Goal.
Reproduce the saved entries from the start through the line containing "99,503,110,608", with every line included in full. Adjust each predicted bounding box coordinate by -146, and keep all other text unchanged.

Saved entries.
☆ ☆ ☆ ☆ ☆ ☆ ☆

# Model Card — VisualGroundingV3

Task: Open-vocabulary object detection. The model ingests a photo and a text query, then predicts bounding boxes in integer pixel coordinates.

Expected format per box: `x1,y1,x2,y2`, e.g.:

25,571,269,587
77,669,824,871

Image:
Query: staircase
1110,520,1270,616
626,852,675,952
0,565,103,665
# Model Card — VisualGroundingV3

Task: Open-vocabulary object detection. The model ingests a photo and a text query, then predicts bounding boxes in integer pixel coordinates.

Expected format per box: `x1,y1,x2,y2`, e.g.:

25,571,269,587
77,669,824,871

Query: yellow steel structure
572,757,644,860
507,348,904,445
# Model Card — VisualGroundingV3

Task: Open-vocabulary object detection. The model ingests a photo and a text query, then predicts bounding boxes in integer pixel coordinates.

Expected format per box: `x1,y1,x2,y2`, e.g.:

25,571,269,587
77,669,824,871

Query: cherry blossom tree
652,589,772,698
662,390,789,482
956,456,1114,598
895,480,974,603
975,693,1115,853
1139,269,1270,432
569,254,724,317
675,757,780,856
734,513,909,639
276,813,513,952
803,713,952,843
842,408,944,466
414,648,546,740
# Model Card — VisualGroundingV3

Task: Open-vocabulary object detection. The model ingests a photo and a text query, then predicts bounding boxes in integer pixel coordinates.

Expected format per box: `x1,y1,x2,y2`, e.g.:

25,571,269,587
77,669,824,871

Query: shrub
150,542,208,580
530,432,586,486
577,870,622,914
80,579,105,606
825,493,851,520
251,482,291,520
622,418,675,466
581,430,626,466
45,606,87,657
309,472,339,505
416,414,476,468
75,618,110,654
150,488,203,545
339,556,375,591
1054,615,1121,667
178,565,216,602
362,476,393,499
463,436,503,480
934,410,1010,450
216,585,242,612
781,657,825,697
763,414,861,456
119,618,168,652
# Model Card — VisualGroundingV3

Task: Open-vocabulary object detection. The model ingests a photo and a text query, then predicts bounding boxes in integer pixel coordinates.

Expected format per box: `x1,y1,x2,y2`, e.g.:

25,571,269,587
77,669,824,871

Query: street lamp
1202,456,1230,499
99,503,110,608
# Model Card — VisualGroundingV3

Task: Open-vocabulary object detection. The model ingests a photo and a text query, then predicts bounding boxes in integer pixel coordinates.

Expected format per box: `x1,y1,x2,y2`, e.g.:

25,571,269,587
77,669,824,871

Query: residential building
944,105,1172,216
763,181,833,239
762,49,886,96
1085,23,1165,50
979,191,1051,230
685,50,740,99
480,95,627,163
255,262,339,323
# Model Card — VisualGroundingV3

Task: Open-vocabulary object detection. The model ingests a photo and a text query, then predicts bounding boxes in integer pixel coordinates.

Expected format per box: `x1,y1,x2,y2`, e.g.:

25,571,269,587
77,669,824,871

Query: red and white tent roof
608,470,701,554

☆ ☆ ☆ ☆ ☆ ☆ ☆

Response below.
# Model Card — VisualGroundingV3

Task: Open-vocabulary object detection. The model ingests a photo and a text query, then predicts bounding boxes in integer pixel coordinates.

Expected format per box: `x1,y1,x2,y2`, e.g.:

25,571,269,587
77,669,824,871

Image:
Query: staircase
964,374,1124,470
480,706,529,806
-146,419,-43,519
# Model Card — VisualGroundingV3

Task: Open-vocabulary object detection. The model ingests a photo and a text query, then predicts bounding boxes in integer pixel coordinates.

Expected format per box: `x1,y1,x2,y2`, e.g.:

25,571,269,587
77,669,824,871

Query: yellow steel structure
426,611,498,714
361,202,758,299
# Model Card — VisualGroundingV3

Task: Open-vocabulary object detection. The model ingests a photo and a text query, then predicts bounding boxes in integer pixel coordinates.

Expected format per box: `x1,y1,x2,y2`, e.g.:

25,571,269,587
77,669,824,871

Query: cherry blossom tree
506,443,626,552
516,244,643,336
810,310,968,452
749,334,828,457
829,547,969,707
993,123,1124,286
423,108,578,171
529,611,634,710
588,367,763,493
130,667,367,806
657,567,806,697
696,262,798,320
268,502,400,594
# Model Card — VisualGroundingV3

Task: Open-vocabulary object detection. The model ingests a photo and a text query, then predicts bounding boxes in integer pixel coordinates.

Expected format per box: `x1,y1,x2,y2`, e.g.:

25,571,269,587
77,669,824,871

Query: shrub
4,396,62,434
384,286,440,340
431,724,476,768
-66,433,-41,460
679,347,705,374
105,336,145,374
476,272,529,320
435,284,480,320
-101,460,-59,511
163,326,193,359
270,268,330,322
-71,472,-36,508
4,342,57,399
193,410,229,445
908,469,975,521
32,419,70,456
216,330,247,353
317,290,357,334
788,264,864,304
70,439,96,466
635,511,679,551
617,268,715,310
-27,472,22,506
# Model Card — VisualGroundingV3

Task: Open-vocabulary object detection. The model ingests a photo and a text query, then predicts bounding boxes in integer pixel coordinates.

Expected format per box: `x1,y1,x2,y2`, e.g.:

25,571,269,587
77,669,824,871

Query: street lamp
1056,310,1084,353
-47,357,-36,462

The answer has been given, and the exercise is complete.